## STATED TASK:
Recast the entries as a two-column CSV with the headers request and pins, one row per entry, beginning at the line that contains "query | man's hand gripping hammer" and stopping after the line that contains "[(247, 434), (781, 583)]". Put each entry's text and its answer in a single quoted field apiece, turning line breaks into spaces.

[Location labeling entries]
● ● ●
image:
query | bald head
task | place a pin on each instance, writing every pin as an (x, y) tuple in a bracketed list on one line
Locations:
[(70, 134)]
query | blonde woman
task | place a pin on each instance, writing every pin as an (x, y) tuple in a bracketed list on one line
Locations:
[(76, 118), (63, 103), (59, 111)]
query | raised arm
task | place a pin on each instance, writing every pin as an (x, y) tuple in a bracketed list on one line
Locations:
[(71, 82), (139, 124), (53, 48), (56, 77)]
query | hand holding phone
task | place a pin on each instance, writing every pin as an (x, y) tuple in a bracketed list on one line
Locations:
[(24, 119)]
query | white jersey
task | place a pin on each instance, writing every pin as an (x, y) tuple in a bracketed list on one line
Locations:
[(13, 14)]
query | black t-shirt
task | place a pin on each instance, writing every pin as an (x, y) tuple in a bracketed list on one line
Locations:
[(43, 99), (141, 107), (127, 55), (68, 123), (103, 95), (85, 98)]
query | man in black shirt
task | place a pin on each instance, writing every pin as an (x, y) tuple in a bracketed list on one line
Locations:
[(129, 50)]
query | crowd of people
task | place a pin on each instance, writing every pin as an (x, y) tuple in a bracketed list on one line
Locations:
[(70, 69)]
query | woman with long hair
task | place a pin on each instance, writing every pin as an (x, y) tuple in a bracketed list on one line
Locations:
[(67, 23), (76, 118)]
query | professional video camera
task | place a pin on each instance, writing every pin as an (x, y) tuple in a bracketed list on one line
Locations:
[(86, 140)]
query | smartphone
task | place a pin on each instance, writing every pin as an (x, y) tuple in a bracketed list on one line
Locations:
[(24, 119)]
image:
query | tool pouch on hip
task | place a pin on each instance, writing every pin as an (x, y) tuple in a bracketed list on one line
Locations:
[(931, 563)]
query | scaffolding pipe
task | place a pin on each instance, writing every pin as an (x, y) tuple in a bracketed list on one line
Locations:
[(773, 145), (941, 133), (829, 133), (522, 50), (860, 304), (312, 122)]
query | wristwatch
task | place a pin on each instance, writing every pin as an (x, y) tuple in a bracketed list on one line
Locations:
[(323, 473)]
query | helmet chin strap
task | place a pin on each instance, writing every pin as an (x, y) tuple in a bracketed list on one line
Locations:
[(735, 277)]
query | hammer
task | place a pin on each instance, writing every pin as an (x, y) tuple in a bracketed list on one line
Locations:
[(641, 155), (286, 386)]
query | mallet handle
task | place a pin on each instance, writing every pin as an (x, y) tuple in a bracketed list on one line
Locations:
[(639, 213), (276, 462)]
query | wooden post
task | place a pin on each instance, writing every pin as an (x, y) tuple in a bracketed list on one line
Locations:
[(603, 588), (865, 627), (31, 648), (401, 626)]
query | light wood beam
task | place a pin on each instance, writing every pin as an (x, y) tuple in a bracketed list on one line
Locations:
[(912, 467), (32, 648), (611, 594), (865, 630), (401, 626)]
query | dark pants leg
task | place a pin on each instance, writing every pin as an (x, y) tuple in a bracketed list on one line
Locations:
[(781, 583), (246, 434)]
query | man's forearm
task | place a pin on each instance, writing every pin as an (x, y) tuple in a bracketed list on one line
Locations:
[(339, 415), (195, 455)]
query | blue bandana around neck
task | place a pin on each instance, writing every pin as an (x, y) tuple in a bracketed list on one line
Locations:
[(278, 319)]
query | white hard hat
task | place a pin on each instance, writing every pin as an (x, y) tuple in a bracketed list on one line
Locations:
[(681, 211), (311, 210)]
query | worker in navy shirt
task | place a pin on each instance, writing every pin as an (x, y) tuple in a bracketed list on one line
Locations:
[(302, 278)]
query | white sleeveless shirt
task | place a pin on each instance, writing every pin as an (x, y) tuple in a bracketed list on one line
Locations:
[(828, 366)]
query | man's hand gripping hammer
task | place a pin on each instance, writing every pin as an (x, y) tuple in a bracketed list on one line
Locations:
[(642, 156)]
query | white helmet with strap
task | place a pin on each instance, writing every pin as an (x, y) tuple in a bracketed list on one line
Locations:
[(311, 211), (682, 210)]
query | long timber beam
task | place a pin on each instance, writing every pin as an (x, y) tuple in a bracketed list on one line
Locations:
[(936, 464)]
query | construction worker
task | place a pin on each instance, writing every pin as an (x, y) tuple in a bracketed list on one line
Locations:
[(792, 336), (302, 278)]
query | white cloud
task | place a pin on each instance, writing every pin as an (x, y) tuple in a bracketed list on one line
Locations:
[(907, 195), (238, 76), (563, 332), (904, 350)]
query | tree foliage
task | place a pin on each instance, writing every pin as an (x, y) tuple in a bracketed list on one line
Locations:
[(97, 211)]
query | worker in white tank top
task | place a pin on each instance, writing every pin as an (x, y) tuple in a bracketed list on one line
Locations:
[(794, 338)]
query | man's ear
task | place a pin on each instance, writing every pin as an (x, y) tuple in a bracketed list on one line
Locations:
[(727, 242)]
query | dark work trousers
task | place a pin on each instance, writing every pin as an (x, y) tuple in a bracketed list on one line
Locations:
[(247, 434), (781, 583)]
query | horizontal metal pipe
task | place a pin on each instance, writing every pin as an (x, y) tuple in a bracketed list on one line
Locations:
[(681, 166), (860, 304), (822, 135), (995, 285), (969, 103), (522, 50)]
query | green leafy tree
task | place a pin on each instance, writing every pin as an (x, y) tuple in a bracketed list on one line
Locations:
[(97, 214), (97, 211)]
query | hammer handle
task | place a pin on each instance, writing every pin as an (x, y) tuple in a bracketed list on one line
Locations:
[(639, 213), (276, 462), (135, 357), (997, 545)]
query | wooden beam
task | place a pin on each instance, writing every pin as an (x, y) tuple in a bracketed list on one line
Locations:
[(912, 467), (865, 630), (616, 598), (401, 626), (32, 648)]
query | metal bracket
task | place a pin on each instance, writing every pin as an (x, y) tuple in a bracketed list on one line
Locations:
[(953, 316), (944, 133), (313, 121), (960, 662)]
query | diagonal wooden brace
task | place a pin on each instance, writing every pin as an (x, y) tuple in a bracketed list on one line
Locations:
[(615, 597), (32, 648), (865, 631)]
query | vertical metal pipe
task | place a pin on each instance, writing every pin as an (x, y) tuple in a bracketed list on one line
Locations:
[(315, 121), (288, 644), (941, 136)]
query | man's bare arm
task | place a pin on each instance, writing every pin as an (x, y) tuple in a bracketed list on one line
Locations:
● ● ●
## TASK ANSWER:
request,pins
"query | man's hand gripping hammer task | place a pin on each instance, writing every pin as an (x, y) tuple in a bracketed list on one line Locations:","[(642, 156)]"
"query | white helmet with strap task | place a pin on each instance, writing every pin as an (x, y) tuple in a bracketed list on one line Locations:","[(311, 211), (682, 210)]"
"query | long timber beam task | place a pin on each instance, writing every pin as an (x, y) tuple in a bracketed list on one line Locations:","[(936, 464)]"
"query | construction worker task | place a pin on each instance, writing every pin as an (x, y) tuple in a bracketed list on one line Locations:","[(792, 336), (302, 278)]"
"query | white cloud task | place a pin on each instance, writing every pin as an (x, y) tuple in a bracketed list on one line Locations:","[(907, 195), (238, 76), (563, 332), (904, 350)]"
"query | tree foliage task | place a pin on each instance, writing every pin as an (x, y) tuple in a bracketed list on one line Locations:","[(97, 211)]"
"query | worker in white tank top task | place a pin on each instance, writing every pin as an (x, y) tuple in a bracketed list on one line Locations:","[(794, 338)]"
"query | man's ear task | place a pin on each instance, writing every pin as an (x, y) tuple in a bracketed list on one line Locations:","[(727, 242)]"
"query | dark work trousers task | place a pin on each instance, writing every pin as an (x, y) tuple in a bracketed list on one line Locations:","[(247, 434), (781, 583)]"